### Directive
The listing below is to be output in its exact form.

((

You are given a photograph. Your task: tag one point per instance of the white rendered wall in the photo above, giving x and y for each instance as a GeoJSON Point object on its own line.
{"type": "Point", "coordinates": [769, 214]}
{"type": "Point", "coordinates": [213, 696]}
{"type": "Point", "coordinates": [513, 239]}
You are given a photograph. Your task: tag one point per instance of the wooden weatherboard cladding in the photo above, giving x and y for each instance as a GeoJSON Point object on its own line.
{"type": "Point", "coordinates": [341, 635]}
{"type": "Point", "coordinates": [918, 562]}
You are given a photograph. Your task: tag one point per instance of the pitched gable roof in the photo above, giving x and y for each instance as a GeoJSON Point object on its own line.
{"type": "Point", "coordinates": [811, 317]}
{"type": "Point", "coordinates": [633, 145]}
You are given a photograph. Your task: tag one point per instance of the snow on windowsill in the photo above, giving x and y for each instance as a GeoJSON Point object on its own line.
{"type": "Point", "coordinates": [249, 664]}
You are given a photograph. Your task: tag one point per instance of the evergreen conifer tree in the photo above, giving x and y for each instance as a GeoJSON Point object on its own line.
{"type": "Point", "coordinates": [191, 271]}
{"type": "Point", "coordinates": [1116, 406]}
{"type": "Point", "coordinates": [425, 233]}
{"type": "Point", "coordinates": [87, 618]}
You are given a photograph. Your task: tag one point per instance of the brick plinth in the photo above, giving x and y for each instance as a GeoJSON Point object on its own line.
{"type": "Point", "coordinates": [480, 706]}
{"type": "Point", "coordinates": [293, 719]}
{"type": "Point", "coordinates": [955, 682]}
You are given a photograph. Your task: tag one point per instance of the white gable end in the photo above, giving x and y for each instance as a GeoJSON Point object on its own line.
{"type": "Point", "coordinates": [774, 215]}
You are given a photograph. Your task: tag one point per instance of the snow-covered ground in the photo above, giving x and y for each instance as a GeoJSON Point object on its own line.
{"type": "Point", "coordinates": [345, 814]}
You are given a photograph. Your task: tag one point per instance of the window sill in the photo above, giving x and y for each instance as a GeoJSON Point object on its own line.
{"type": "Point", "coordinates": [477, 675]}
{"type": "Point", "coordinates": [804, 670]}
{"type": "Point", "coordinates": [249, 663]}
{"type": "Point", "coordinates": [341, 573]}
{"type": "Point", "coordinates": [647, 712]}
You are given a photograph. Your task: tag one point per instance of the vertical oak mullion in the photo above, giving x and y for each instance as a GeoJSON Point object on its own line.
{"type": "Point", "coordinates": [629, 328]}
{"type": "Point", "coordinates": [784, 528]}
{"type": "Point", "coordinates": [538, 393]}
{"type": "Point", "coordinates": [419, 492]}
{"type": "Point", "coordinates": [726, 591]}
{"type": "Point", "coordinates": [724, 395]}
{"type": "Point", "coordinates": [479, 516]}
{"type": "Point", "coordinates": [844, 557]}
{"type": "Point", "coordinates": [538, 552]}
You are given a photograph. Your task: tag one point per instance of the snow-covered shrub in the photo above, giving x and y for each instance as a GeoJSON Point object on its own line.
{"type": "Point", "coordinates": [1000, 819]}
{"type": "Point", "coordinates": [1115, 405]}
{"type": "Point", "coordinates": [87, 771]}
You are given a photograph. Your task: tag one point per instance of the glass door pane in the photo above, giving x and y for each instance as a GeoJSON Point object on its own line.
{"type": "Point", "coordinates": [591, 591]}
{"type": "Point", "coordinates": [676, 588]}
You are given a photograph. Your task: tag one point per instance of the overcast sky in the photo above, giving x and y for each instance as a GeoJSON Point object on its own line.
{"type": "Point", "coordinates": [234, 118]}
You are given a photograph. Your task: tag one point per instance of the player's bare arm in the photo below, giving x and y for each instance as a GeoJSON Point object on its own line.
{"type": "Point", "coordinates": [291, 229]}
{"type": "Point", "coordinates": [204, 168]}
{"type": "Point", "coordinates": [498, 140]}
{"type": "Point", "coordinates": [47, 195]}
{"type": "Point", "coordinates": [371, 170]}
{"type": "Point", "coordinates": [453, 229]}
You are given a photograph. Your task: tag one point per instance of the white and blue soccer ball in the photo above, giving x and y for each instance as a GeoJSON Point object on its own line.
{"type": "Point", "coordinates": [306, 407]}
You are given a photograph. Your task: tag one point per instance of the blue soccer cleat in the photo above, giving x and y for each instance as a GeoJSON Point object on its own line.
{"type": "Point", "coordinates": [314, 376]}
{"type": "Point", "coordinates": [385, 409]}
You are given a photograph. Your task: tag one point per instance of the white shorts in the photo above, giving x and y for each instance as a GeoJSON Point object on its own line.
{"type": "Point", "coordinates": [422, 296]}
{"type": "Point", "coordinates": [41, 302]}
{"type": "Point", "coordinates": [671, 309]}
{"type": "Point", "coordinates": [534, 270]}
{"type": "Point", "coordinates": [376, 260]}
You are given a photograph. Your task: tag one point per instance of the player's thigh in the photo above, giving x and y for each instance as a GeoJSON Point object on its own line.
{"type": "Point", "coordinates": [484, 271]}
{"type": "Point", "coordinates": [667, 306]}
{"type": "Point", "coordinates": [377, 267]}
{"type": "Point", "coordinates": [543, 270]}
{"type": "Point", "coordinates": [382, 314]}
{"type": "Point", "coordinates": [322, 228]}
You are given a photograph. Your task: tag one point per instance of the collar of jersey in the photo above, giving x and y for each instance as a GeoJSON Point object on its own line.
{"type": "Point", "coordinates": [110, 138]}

))

### Correct answer
You are given a photograph. Your task: tag one point per instance of the white rendered wall in the photo above, giving x and y for each instance as a GeoJSON Point object on its own line.
{"type": "Point", "coordinates": [769, 214]}
{"type": "Point", "coordinates": [213, 696]}
{"type": "Point", "coordinates": [513, 239]}
You are given a photograph. Your task: tag one point per instance of the wooden weatherboard cladding in the photo above, giving x and y for each instance as a GeoJSON Point object on its own line.
{"type": "Point", "coordinates": [341, 635]}
{"type": "Point", "coordinates": [918, 562]}
You are given a photograph. Your task: tag one point per instance of the pitched gable roof in the photo above, giving x and y for each instance as a GeoJSON Point object on its own line.
{"type": "Point", "coordinates": [811, 317]}
{"type": "Point", "coordinates": [633, 145]}
You are given a photograph. Your task: tag one point per instance of the snow on windowsill in the photo above, giving x and y for each instance as a GeoJSON Point object on its own line.
{"type": "Point", "coordinates": [249, 664]}
You are given a photograph. Your task: tag one point per instance of the evergreen conifer tree in the photo above, giving x and y for each instance as a GeoJSON Point object on its own line.
{"type": "Point", "coordinates": [191, 271]}
{"type": "Point", "coordinates": [1116, 406]}
{"type": "Point", "coordinates": [425, 233]}
{"type": "Point", "coordinates": [87, 618]}
You are given a photograph. Your task: tag one point per instance of the brick plinth in the photo above, giving x and y for each instance as a GeoJSON Point object on its own line.
{"type": "Point", "coordinates": [480, 706]}
{"type": "Point", "coordinates": [293, 719]}
{"type": "Point", "coordinates": [955, 682]}
You are given a photograph. Your task: tag one point per instance of the white gable end in the photo above, giving x and y for each instance as a GeoJSON Point object on its own line.
{"type": "Point", "coordinates": [774, 215]}
You are given a photograph. Your task: tag one point per instance of the snow-covered ground in the photo above, giving x and y for each instance as a GeoJSON Point object on its own line.
{"type": "Point", "coordinates": [345, 814]}
You are given a photograph. Your task: tag one point per instance of the window sill in the photo above, giving x and y for each instance as a GeoJSON Point object on its own line.
{"type": "Point", "coordinates": [477, 675]}
{"type": "Point", "coordinates": [804, 670]}
{"type": "Point", "coordinates": [249, 663]}
{"type": "Point", "coordinates": [341, 573]}
{"type": "Point", "coordinates": [647, 712]}
You are given a photograph. Your task: tag one point per instance of the vertical oak mullion in the photo above, giving x and y for each instance as a GeoJSON Point object on its own line.
{"type": "Point", "coordinates": [629, 328]}
{"type": "Point", "coordinates": [784, 528]}
{"type": "Point", "coordinates": [538, 393]}
{"type": "Point", "coordinates": [419, 492]}
{"type": "Point", "coordinates": [726, 591]}
{"type": "Point", "coordinates": [724, 395]}
{"type": "Point", "coordinates": [479, 516]}
{"type": "Point", "coordinates": [844, 557]}
{"type": "Point", "coordinates": [538, 552]}
You are given a photograph. Your task: tag one point per instance of the snow-covered shrub in the photo above, giving x and y for each instance as a GeoJSON Point object on its own line.
{"type": "Point", "coordinates": [1000, 819]}
{"type": "Point", "coordinates": [1115, 405]}
{"type": "Point", "coordinates": [87, 771]}
You are given a photograph. Your task: tag one point per instance of the glass door pane in the photo above, giving x and y for each instance as a GeoJSON Point object on its own line.
{"type": "Point", "coordinates": [591, 591]}
{"type": "Point", "coordinates": [676, 588]}
You are given a photograph. Your task: tag one point per instance of the overcast sky in the photo above, giving x and y for each instance as a GeoJSON Point object on its own line.
{"type": "Point", "coordinates": [234, 118]}
You are given a photograph. Your task: tag one point per instance of the player's bare arm in the photo below, giving x and y for each instance as a GeoJSON Point object on its own line.
{"type": "Point", "coordinates": [291, 229]}
{"type": "Point", "coordinates": [204, 168]}
{"type": "Point", "coordinates": [498, 140]}
{"type": "Point", "coordinates": [47, 195]}
{"type": "Point", "coordinates": [371, 170]}
{"type": "Point", "coordinates": [453, 229]}
You are given a photograph. Your task: tag one point per instance of the white and blue soccer ball in the photo above, giving x and y for each instance as a GeoJSON Point object on its own line.
{"type": "Point", "coordinates": [306, 407]}
You are given a photograph. Your task: tag one point per instance of the blue soccer cleat in the photo above, giving x and y for each instance as a GeoJSON Point object on its own line.
{"type": "Point", "coordinates": [314, 376]}
{"type": "Point", "coordinates": [385, 409]}
You are given a photograph. Your task: tag one point per instance of the white shorts in the photo above, giving x and y for each instance as a GeoJSON Point object on its own line.
{"type": "Point", "coordinates": [422, 296]}
{"type": "Point", "coordinates": [41, 302]}
{"type": "Point", "coordinates": [671, 309]}
{"type": "Point", "coordinates": [534, 270]}
{"type": "Point", "coordinates": [376, 260]}
You are given a photograph. Your task: tag one point per instance of the player's thigh in the photo above, giving x and y for each instance as a GeoJSON Point object on its own line.
{"type": "Point", "coordinates": [484, 271]}
{"type": "Point", "coordinates": [667, 306]}
{"type": "Point", "coordinates": [377, 267]}
{"type": "Point", "coordinates": [543, 270]}
{"type": "Point", "coordinates": [382, 314]}
{"type": "Point", "coordinates": [322, 228]}
You are given a photograph. Your task: tag one point per instance of the collar of jersey in the photo above, giving x and y for each instance as a GeoJSON Point object on its own line.
{"type": "Point", "coordinates": [110, 138]}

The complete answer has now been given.